Building Better Systems

#4: Alex Malozemoff – New attack on homomorphic encryption libraries: what does it mean?

Episode Summary

Principal Researcher, Alex Malozemoff, walks us through what homomorphic encryption is, what CKKS is, and how a recent new attack on CKKS will impact progress on homomorphic encryption.

Episode Notes

Principal Researcher, Alex Malozemoff, walks us through what homomorphic encryption is, what CKKS is, and how a recent new attack on CKKS will impact progress on homomorphic encryption.

You can watch this episode on our Youtube channel.

On the Security of Homomorphic Encryption on Approximate Numbers by Baiyu Li and Daniele Micciancio

Episode Transcription

Intro (00:02):

Designing manufacturing, installing and maintaining the high-speed electronic computers, the largest and most complex computers that are built.

Joey (00:22):

Hello. Welcome to another episode of building better systems, the podcast, where we explore tools and approaches to make our software more correct and secure today, we're doing an episode that's a little different, we're exploring a more timely topic. We're exploring a paper that recently came out in the homomorphic encryption space called On The Security of Homomorphic Encryption on Approximate Numbers. Uh, the paper is by, Baiyu Li and Daniele Micciancio. So joining us to discuss this, uh, new paper today is Alex Malozemoff, a principal researcher at Galois focusing mostly on secure computation. Thanks for joining us today, Alex. Thanks for having me. So today we're going to talk about the recent new attack on the CKKS homomorphic encryption scheme. But before we dive into the details of the attack, can we talk a bit about what homomorphic encryption is?

Alex (01:12):

Sure. So homomorphic encryption is a form of encryption, which allows one to compute over the cipher texts. So with normal encryption, you encrypt a message and then you can decrypt the message and get back that same message with homomorphic encryption. You can encrypt a message and then compute in theory, whatever you want on that encrypted message and then decrypt the results and get back what would have been the computation on the original message.

Shpat (01:41):

And when you say compute, it means you can manipulate it. You can learn things about it without learning things about it. Um, you can get statistically relevant information out of a set of those messages. What does computing on data that's encrypted mean?

_Extracted entries:_
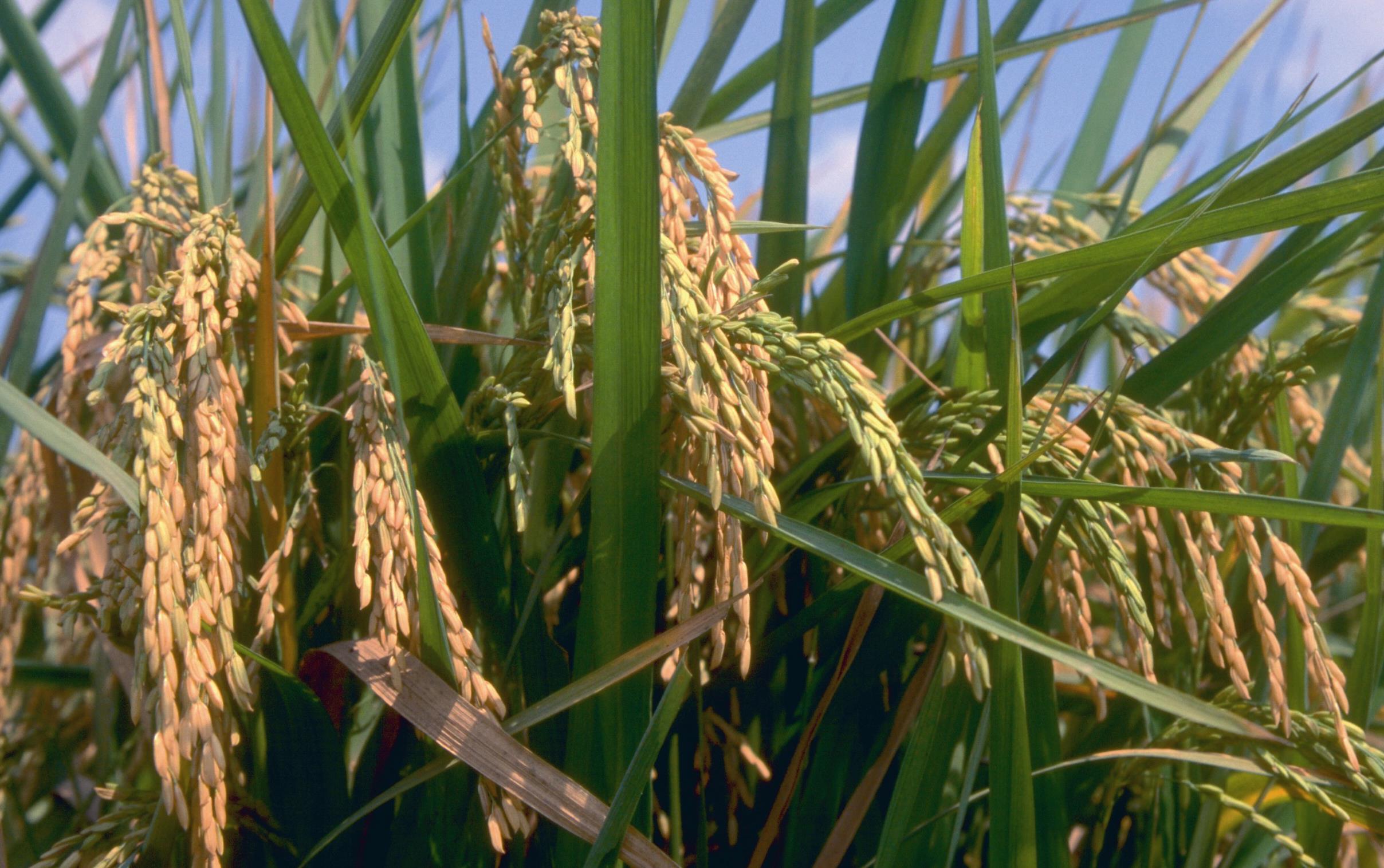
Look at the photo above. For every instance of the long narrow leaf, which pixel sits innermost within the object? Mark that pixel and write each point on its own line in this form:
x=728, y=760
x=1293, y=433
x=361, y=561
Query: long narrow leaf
x=906, y=582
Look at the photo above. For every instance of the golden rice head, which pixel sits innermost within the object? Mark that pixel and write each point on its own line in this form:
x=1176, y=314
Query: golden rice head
x=388, y=572
x=182, y=647
x=25, y=536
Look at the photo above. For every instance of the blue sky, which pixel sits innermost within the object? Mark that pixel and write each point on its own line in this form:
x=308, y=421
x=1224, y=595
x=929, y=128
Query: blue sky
x=1328, y=38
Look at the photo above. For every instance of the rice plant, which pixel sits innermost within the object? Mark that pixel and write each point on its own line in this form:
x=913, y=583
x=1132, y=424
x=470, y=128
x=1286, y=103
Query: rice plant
x=579, y=510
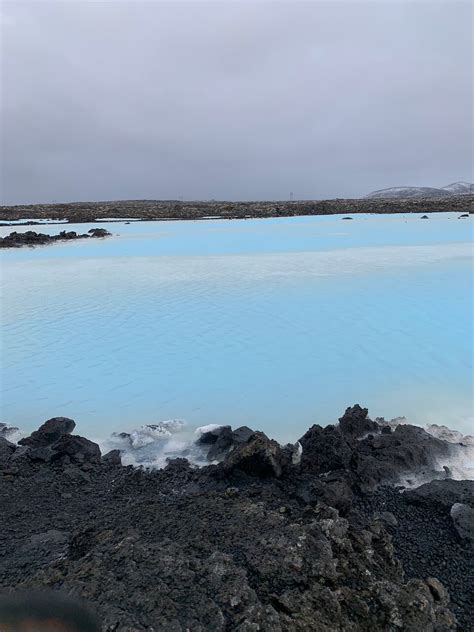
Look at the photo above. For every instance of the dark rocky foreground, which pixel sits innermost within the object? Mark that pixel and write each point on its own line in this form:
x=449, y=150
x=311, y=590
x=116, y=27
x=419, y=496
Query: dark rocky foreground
x=315, y=536
x=175, y=209
x=31, y=238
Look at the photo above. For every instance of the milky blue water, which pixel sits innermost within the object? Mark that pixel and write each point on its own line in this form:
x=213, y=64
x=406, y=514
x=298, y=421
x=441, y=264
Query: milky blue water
x=275, y=323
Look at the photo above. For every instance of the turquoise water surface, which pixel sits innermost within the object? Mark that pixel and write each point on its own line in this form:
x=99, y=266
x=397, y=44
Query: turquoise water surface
x=275, y=323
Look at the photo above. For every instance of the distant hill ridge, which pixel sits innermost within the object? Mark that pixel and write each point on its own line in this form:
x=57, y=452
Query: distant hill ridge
x=455, y=188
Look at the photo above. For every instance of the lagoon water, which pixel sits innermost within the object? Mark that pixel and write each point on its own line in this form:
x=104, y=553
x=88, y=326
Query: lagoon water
x=276, y=323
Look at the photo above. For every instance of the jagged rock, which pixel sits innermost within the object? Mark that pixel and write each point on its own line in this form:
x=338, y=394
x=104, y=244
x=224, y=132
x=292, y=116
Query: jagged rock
x=389, y=457
x=6, y=450
x=443, y=493
x=98, y=232
x=355, y=422
x=31, y=238
x=387, y=518
x=40, y=454
x=49, y=432
x=209, y=437
x=227, y=441
x=334, y=493
x=77, y=449
x=112, y=458
x=463, y=519
x=8, y=432
x=260, y=456
x=324, y=450
x=438, y=591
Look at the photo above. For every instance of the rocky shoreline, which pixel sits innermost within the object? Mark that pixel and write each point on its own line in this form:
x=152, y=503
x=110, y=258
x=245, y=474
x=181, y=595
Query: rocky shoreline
x=313, y=536
x=192, y=210
x=31, y=238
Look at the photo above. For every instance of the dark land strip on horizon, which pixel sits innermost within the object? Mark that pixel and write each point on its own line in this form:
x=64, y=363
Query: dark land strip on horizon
x=85, y=212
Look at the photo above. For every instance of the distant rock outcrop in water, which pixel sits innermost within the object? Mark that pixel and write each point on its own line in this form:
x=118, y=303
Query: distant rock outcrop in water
x=314, y=536
x=31, y=238
x=456, y=188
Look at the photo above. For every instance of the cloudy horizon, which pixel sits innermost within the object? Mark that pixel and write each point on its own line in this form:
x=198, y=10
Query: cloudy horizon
x=232, y=100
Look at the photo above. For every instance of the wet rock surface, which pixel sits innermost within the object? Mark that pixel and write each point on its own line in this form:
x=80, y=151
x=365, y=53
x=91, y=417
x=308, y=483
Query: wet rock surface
x=260, y=541
x=31, y=238
x=176, y=209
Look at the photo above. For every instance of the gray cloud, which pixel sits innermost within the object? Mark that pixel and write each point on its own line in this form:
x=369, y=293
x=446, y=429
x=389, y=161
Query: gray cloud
x=114, y=100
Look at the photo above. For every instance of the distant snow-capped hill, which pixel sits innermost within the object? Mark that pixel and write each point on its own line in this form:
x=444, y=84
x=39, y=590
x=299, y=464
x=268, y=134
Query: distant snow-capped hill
x=409, y=192
x=460, y=188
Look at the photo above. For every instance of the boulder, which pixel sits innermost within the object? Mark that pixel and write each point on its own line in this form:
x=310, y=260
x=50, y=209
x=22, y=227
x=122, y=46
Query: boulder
x=463, y=519
x=6, y=450
x=260, y=456
x=98, y=232
x=8, y=432
x=112, y=458
x=78, y=449
x=49, y=432
x=355, y=422
x=443, y=493
x=408, y=450
x=324, y=450
x=209, y=437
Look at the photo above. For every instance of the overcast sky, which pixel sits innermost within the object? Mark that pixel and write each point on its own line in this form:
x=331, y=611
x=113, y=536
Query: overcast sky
x=233, y=100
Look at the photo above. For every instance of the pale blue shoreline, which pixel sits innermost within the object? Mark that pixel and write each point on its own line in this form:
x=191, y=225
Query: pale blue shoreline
x=273, y=323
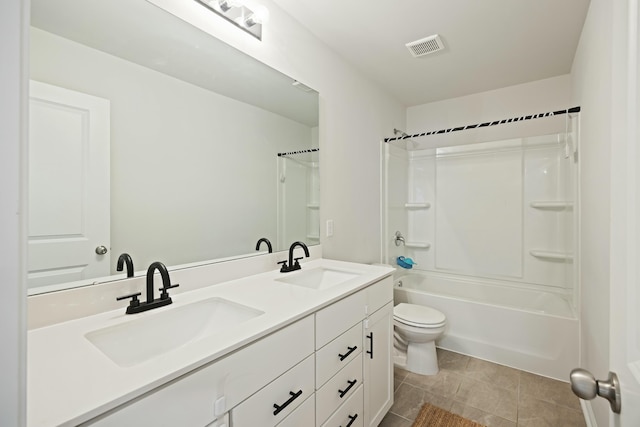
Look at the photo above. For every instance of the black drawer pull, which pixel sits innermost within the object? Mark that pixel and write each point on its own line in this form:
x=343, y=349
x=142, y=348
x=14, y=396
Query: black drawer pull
x=352, y=418
x=293, y=397
x=346, y=390
x=351, y=350
x=370, y=353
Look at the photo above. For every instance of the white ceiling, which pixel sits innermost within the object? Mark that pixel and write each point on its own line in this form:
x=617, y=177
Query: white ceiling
x=489, y=44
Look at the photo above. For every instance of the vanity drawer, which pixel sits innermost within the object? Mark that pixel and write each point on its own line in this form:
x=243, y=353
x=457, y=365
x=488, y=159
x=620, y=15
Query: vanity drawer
x=379, y=294
x=337, y=354
x=350, y=414
x=303, y=416
x=333, y=320
x=338, y=389
x=287, y=392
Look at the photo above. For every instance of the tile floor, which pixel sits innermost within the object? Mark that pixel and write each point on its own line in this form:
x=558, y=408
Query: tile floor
x=490, y=394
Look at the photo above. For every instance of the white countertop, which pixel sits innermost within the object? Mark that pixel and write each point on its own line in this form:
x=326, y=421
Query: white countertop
x=70, y=381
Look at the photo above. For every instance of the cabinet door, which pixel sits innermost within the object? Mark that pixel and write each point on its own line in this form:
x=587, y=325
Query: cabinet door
x=378, y=365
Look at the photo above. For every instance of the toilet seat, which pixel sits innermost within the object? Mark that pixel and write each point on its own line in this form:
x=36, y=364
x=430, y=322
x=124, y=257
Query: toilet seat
x=418, y=316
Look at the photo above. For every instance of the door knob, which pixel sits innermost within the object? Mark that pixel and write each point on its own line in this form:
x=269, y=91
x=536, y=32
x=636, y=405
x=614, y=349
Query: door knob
x=585, y=386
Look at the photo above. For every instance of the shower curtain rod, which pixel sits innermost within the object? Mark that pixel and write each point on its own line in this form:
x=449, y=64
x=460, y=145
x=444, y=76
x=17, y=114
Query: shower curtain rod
x=485, y=124
x=311, y=150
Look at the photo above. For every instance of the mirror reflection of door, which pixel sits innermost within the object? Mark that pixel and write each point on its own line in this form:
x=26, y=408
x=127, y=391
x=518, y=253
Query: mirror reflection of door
x=69, y=197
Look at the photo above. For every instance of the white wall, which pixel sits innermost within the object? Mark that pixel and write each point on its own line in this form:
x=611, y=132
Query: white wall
x=592, y=85
x=354, y=116
x=175, y=146
x=529, y=98
x=12, y=267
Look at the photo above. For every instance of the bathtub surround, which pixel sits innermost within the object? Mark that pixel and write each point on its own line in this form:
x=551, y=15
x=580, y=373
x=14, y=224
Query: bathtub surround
x=492, y=228
x=527, y=329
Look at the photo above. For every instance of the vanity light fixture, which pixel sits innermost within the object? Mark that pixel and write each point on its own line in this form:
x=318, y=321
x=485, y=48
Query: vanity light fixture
x=236, y=12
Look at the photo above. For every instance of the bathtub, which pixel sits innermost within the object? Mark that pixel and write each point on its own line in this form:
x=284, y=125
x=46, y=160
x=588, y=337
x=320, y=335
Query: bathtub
x=527, y=329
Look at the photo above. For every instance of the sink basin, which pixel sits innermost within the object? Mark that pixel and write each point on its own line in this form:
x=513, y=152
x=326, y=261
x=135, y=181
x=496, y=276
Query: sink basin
x=319, y=278
x=143, y=338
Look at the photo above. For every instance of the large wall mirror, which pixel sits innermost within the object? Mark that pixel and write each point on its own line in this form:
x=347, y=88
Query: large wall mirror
x=152, y=138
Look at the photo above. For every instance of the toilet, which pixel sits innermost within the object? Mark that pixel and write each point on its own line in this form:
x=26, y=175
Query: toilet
x=416, y=329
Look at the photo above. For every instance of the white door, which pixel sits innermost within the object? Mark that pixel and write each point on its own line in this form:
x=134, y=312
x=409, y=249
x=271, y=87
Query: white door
x=625, y=224
x=69, y=198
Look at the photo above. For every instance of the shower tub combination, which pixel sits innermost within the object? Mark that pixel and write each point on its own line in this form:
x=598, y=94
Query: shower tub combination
x=527, y=329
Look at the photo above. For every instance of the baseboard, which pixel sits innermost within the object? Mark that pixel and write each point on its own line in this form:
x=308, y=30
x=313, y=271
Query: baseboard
x=587, y=412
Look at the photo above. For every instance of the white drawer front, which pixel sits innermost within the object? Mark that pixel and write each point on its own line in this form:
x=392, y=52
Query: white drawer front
x=338, y=389
x=339, y=317
x=351, y=413
x=379, y=294
x=287, y=392
x=303, y=416
x=337, y=354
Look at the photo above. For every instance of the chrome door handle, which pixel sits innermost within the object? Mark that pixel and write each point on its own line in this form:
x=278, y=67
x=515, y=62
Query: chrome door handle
x=585, y=386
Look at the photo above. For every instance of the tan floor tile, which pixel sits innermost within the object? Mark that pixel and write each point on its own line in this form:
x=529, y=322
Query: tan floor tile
x=499, y=375
x=393, y=420
x=539, y=413
x=408, y=401
x=489, y=398
x=479, y=416
x=451, y=361
x=444, y=383
x=549, y=390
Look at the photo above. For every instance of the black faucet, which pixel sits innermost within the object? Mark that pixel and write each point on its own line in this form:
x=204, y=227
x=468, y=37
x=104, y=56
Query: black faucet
x=122, y=259
x=265, y=240
x=135, y=306
x=292, y=266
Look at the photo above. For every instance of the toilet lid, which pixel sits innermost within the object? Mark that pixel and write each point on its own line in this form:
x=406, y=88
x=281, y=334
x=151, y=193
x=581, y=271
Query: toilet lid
x=418, y=315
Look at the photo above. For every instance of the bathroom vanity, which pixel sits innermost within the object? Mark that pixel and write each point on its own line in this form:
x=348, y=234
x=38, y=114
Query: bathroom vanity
x=308, y=348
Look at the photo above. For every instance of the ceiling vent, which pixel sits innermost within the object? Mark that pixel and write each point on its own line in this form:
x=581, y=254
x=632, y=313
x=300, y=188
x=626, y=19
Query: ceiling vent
x=425, y=46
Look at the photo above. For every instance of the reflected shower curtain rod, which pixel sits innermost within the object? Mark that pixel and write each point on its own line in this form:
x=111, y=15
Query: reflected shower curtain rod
x=311, y=150
x=485, y=124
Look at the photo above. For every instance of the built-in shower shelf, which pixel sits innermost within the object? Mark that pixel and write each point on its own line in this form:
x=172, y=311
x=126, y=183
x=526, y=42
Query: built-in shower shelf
x=418, y=205
x=418, y=245
x=552, y=255
x=552, y=205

_Instructions for the task:_ Translate this sentence from the homomorphic encryption transcript into French: "So homomorphic encryption is a form of encryption, which allows one to compute over the cipher texts." The items have no connection to the homomorphic encryption transcript.

_Exercise solution:_ Le chiffrement homomorphe est donc une forme de chiffrement qui permet d'effectuer des calculs sur les textes chiffrés.